Quote the passage of the random forests article that starts with "A quick overview" and goes on through "the terminal nodes.".
** START TEXT BLOCK **
Introduction

Random forests are known as ensemble learning methods used for classification and regression. Random forests are essentially a collection of decision trees that are each fit on a subsample of the data. While an individual tree is typically noisy and subject to high variance, random forests average many different trees, which in turn reduces the variability and leave us with a powerful classifier.

Random forests are also non-parametric and require little to no parameter tuning. They differ from many common machine learning models used today that are typically optimized using gradient descent. Models like linear regression, support vector machines, neural networks, etc. require a lot of matrix based operations, while tree based models like random forest are constructed with basic arithmetic.

Decision Trees

A quick overview if you're not familiar with binary decision trees. We start from the very top, which we'll call the root node, and ask a simple question. If the answer to the question is correct we'll move to the left node directly connected below, called the left child, otherwise, if the answer is wrong we'll move down to the right node, called the right child. We'll repeat this process until we reach one of the bottom nodes, also known as the terminal nodes.

For classification the terminal nodes output the class that is the mode while in the context of regression they'll output the mean prediction.

The Problem with Single Trees

The problem with relying on a single tree is that it needs a lot of depth to gain strong predictive power. Binary decision trees can have up to size 2^d+1−1, where d is the depth of the tree. For example, a tree with a depth of 10 can ask up to 2047 different questions. This ultimately leads to a lot of complexity within our tree and in the world of machine learning high complexity leads to high variance.

Decision trees have what's called low bias and high variance. This just means that our model is inconsistent, but accurate on average. Imagine a dart board filled with darts all over the place missing left and right, however, if we were to average them into just 1 dart we could have a bullseye. Each individual tree can be thought of as the inaccurate darts and a random forest would give us that bullseye.

Entropy & Information Gain

Entropy

The most commonly used measurements for constructing binary decision trees are: Entropy, Classification Error, and Gini index. In this article we'll be focusing on entropy, which is a measurement of uncertainty (sometimes called impurity) that uses the following formula:

H(X) = −∑_j p_jlog p_j

such that p_j is the probability of class j. For binary classification entropy takes on the form:

H(X) = −p log₂ p − (1−p) log₂(1−p)

where p denotes P(X=1) (the probability that a passenger survived).
** END TEXT BLOCK **
** START RAW RECORDS **
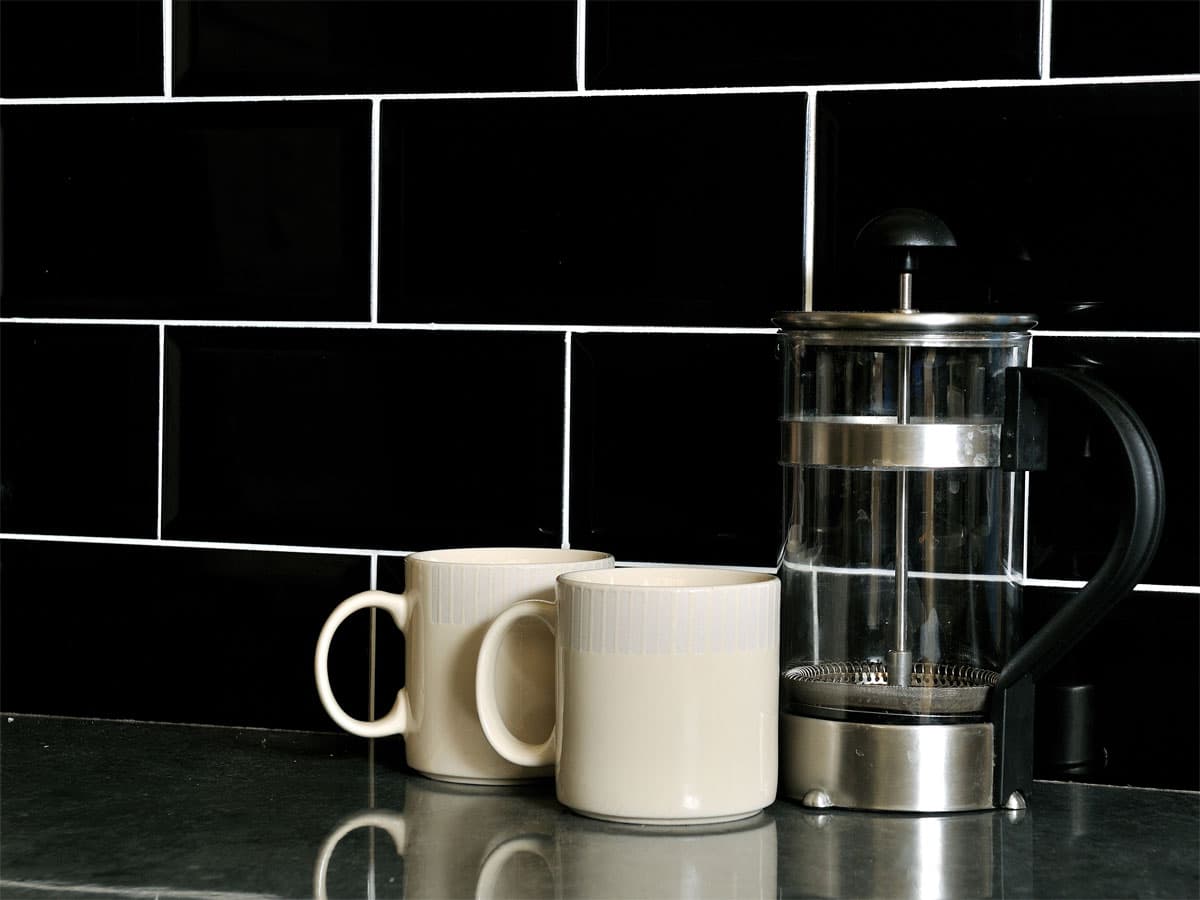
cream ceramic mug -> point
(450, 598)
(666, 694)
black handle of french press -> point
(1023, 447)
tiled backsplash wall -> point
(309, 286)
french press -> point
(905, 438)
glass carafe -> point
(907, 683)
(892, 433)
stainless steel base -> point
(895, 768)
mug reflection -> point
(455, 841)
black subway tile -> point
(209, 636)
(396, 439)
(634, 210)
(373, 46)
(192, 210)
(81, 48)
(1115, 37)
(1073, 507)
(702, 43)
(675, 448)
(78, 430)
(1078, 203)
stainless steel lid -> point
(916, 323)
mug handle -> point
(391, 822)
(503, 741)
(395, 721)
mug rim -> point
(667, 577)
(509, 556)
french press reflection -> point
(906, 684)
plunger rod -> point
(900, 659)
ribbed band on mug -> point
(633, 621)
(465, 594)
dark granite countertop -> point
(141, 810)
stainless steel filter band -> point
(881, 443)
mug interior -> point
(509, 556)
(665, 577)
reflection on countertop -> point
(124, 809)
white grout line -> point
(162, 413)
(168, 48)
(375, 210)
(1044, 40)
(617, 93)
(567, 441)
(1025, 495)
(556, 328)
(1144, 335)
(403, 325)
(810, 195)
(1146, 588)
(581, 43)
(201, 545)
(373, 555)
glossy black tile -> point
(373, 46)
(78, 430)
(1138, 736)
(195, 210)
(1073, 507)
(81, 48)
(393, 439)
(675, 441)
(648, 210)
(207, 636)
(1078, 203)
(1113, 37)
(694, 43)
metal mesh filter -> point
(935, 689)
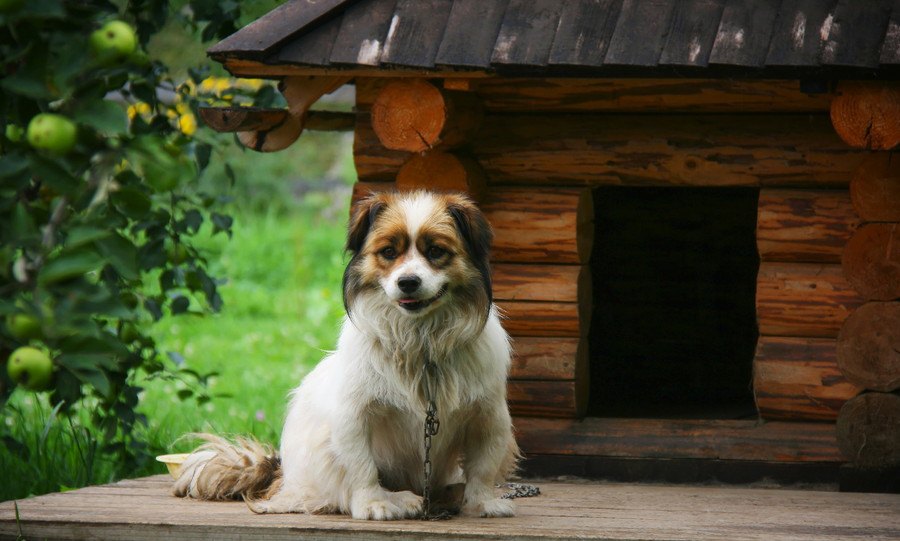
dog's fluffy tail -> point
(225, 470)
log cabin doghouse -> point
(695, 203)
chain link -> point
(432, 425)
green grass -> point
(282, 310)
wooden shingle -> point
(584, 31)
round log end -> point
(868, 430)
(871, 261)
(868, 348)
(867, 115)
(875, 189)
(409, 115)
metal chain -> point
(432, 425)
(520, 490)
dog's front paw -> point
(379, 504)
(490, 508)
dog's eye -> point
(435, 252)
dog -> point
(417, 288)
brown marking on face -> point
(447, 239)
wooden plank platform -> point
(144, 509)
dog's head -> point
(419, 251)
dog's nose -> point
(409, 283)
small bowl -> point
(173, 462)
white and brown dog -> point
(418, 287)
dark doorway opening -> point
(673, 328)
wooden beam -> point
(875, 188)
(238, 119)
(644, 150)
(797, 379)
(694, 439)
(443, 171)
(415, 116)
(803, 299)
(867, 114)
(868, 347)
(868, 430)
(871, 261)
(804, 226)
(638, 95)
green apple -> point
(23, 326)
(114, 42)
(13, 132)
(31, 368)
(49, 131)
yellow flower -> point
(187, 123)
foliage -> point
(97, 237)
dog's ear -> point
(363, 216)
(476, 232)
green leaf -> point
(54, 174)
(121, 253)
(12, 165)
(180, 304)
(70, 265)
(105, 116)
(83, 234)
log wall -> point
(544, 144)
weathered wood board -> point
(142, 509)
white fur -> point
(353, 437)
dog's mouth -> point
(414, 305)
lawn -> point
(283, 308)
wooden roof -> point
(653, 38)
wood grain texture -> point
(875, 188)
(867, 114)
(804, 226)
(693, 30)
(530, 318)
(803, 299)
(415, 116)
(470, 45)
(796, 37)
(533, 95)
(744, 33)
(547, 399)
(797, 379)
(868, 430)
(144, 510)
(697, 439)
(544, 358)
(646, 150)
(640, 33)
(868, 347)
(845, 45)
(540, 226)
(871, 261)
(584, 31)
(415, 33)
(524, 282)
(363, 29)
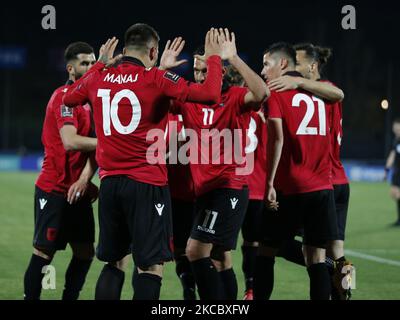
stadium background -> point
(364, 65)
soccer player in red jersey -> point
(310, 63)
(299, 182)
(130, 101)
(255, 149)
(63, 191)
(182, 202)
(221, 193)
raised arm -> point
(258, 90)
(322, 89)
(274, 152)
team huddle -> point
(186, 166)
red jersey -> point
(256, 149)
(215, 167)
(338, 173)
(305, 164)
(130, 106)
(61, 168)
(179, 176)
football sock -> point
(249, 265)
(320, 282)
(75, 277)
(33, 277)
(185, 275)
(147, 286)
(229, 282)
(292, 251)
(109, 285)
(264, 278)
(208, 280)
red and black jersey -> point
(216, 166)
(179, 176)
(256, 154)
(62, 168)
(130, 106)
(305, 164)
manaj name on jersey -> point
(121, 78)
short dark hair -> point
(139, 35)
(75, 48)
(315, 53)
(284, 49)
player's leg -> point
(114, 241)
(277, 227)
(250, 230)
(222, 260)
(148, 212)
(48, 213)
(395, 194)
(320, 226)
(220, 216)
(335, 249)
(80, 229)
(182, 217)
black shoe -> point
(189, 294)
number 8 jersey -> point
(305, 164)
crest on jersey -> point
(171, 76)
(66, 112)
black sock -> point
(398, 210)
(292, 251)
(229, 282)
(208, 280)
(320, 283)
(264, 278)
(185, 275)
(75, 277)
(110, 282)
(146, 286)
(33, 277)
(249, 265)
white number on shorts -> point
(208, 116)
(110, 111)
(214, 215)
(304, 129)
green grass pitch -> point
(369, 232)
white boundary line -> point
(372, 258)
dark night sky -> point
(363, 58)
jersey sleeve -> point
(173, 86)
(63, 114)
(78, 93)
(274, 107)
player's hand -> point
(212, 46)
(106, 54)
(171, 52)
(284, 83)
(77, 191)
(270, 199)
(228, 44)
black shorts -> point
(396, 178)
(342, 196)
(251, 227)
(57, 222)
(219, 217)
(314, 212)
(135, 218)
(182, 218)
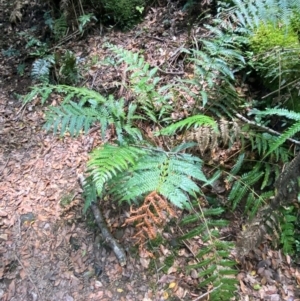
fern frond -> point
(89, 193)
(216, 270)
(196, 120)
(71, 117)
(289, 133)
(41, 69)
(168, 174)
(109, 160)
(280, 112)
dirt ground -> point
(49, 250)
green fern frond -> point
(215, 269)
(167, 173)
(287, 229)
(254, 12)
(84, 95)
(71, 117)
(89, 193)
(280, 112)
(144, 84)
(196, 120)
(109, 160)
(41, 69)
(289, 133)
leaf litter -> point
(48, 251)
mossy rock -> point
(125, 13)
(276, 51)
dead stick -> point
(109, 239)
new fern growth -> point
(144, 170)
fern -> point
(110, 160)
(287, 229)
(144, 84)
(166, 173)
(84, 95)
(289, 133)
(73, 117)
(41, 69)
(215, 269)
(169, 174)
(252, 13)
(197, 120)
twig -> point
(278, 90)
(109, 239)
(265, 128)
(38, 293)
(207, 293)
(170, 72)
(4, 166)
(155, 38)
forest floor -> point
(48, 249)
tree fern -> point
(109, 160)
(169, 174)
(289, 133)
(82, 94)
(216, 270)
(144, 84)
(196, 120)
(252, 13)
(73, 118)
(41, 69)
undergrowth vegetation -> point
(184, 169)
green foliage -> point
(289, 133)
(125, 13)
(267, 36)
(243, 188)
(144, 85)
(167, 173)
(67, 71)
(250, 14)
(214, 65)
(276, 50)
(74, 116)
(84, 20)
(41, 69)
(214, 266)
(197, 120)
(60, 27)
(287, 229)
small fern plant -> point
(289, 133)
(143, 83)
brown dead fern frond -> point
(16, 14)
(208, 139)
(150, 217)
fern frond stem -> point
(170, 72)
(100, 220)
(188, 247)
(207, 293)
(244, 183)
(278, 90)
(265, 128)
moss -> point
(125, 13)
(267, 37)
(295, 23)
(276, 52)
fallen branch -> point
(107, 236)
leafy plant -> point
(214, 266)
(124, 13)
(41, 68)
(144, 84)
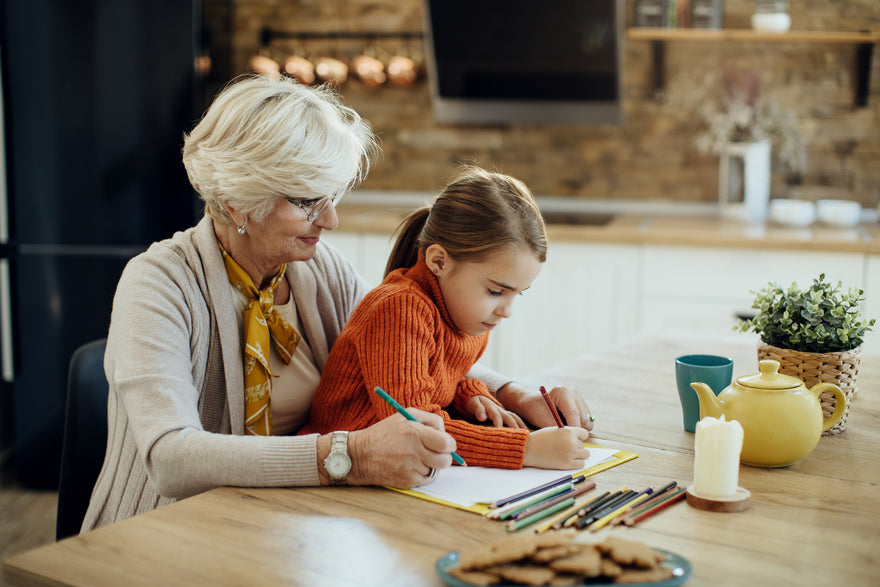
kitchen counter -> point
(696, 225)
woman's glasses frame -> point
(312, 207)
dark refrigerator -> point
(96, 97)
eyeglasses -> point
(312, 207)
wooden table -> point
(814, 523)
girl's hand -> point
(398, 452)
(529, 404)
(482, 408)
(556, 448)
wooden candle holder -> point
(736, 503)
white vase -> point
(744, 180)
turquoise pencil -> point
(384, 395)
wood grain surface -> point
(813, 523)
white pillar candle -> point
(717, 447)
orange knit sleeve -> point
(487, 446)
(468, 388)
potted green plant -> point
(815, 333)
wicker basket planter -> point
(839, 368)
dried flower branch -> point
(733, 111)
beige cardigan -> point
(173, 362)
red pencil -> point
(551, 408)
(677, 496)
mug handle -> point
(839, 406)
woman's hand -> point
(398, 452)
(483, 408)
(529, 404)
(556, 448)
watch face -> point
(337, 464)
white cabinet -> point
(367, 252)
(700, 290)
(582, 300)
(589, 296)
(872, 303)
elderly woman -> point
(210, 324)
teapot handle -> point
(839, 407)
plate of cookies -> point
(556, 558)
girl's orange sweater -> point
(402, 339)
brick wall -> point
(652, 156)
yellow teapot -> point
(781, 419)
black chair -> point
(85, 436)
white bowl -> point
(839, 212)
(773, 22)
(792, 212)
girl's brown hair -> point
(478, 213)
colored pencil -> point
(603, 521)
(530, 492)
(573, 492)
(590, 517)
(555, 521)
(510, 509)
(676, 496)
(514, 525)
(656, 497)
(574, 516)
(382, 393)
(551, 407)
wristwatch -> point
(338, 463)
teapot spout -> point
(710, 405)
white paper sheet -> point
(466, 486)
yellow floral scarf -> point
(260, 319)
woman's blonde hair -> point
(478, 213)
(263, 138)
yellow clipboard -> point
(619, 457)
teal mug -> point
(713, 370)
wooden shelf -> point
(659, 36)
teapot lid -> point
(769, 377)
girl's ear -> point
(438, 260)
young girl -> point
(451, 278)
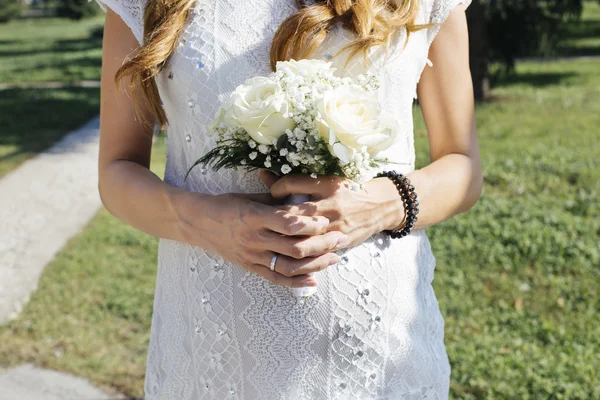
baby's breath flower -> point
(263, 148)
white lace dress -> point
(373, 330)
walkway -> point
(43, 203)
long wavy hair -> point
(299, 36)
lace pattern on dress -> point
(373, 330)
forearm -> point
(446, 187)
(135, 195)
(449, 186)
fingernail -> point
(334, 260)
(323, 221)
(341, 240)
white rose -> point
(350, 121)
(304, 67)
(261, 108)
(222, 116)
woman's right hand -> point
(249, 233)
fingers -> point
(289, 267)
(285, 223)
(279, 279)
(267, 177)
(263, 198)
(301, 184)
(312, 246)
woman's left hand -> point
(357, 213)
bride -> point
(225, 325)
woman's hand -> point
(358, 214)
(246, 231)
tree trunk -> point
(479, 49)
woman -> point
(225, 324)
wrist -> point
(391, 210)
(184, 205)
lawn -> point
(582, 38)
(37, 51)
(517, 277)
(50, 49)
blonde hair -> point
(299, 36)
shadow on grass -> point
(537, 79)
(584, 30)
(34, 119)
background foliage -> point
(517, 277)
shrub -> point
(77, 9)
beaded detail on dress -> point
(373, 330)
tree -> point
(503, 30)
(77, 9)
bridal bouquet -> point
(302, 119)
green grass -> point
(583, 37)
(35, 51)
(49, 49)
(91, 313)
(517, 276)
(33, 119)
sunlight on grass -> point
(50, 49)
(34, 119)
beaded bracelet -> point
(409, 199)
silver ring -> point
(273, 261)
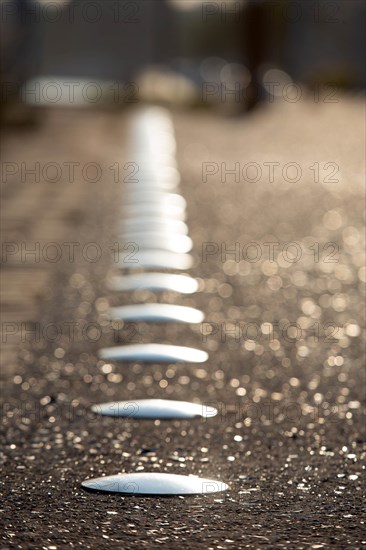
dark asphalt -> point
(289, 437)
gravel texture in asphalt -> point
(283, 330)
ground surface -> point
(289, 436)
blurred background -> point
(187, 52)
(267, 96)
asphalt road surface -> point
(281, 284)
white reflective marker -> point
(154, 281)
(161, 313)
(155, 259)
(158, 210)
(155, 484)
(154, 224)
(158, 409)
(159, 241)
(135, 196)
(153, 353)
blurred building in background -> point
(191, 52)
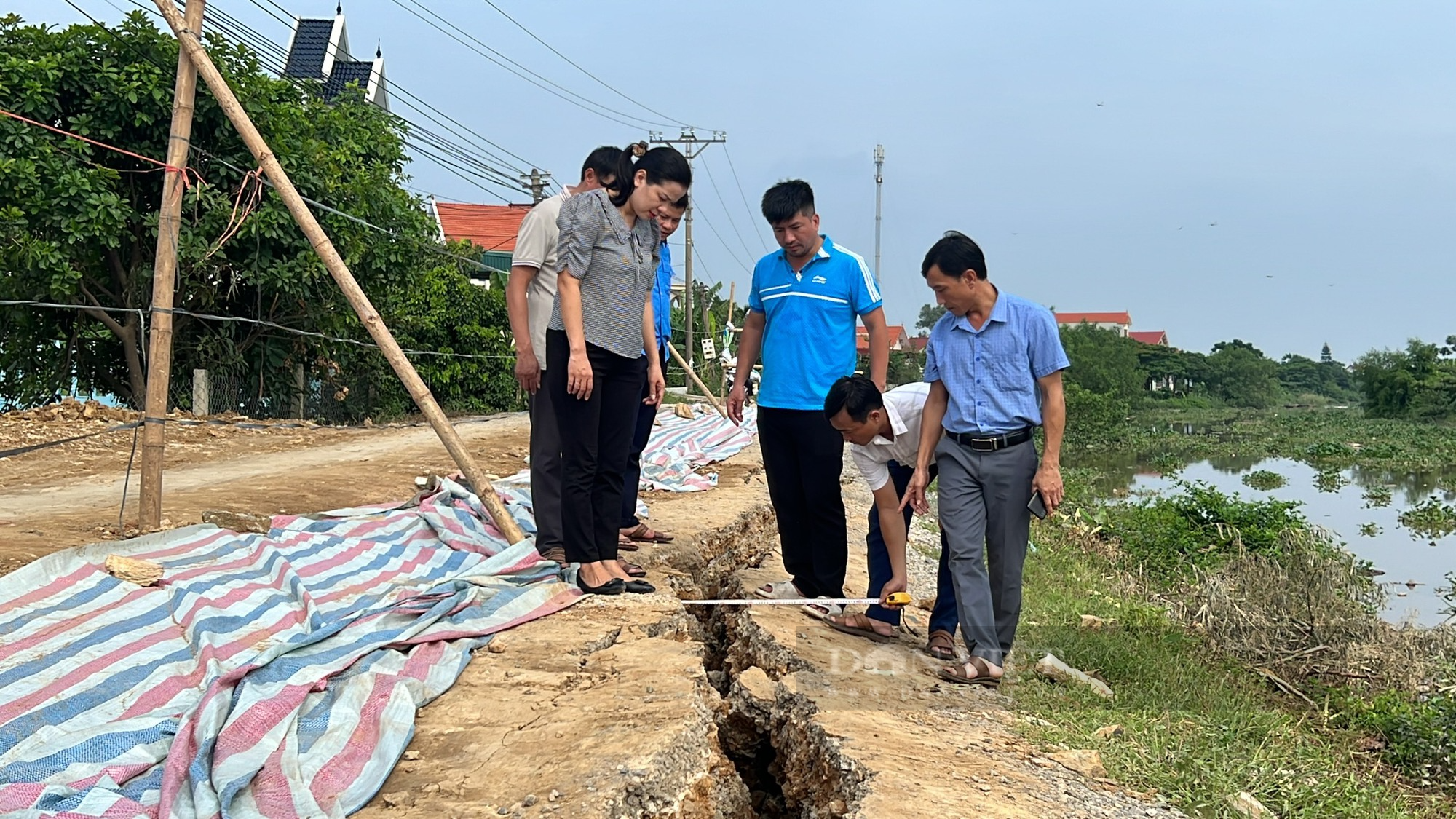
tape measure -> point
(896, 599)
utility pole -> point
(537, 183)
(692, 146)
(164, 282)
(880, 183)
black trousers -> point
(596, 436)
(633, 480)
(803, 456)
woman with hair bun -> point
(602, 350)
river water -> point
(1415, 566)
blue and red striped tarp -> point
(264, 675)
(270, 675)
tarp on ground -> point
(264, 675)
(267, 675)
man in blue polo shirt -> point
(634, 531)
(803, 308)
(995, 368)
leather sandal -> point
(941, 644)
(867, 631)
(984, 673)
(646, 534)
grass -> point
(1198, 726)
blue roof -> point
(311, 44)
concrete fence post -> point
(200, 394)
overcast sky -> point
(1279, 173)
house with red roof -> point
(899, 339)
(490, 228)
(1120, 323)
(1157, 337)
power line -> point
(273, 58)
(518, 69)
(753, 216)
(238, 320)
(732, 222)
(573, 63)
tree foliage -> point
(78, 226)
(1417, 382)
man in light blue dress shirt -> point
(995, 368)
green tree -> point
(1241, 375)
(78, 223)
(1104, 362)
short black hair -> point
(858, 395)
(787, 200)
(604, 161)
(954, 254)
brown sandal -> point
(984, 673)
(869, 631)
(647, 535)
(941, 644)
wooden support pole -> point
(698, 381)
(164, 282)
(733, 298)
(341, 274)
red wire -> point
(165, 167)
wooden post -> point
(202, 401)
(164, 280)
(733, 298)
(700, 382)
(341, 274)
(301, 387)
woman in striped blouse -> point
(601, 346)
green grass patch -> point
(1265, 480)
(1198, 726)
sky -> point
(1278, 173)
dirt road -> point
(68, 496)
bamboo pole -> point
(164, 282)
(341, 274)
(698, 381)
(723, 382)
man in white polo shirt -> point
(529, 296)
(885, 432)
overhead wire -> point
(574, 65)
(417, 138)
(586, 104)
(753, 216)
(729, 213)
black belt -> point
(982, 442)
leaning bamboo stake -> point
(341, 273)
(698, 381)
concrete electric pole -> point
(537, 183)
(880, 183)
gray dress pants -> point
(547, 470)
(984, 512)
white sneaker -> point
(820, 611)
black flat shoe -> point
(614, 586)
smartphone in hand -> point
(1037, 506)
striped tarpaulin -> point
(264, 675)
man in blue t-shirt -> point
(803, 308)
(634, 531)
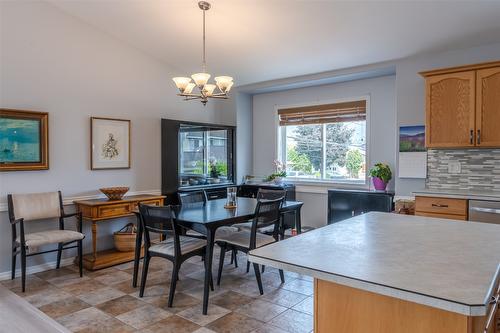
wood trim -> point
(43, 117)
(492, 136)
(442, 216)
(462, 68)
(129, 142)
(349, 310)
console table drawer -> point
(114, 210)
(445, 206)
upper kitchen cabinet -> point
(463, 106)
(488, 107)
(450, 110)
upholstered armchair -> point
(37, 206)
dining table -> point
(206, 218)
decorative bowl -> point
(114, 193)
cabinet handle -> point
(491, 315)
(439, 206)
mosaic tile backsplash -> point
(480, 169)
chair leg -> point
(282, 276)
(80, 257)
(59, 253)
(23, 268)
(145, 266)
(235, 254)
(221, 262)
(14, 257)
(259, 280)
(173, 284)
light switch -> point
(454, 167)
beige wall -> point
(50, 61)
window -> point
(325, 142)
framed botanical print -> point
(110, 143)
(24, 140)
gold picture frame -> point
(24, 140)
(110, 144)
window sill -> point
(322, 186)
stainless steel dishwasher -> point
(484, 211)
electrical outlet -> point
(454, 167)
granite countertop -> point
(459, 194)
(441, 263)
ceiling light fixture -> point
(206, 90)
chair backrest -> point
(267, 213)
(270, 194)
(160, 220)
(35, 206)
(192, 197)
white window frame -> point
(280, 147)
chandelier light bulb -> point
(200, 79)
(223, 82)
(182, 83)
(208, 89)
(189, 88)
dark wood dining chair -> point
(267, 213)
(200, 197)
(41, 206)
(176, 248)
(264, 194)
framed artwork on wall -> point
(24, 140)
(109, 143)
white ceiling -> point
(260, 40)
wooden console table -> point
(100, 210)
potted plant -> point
** END RAW RECORDS **
▶ _RIGHT ANSWER_:
A quick overview if you're not familiar with binary decision trees. We start from the very top, which we'll call the root node, and ask a simple question. If the answer to the question is correct we'll move to the left node directly connected below, called the left child, otherwise, if the answer is wrong we'll move down to the right node, called the right child. We'll repeat this process until we reach one of the bottom nodes, also known as the terminal nodes.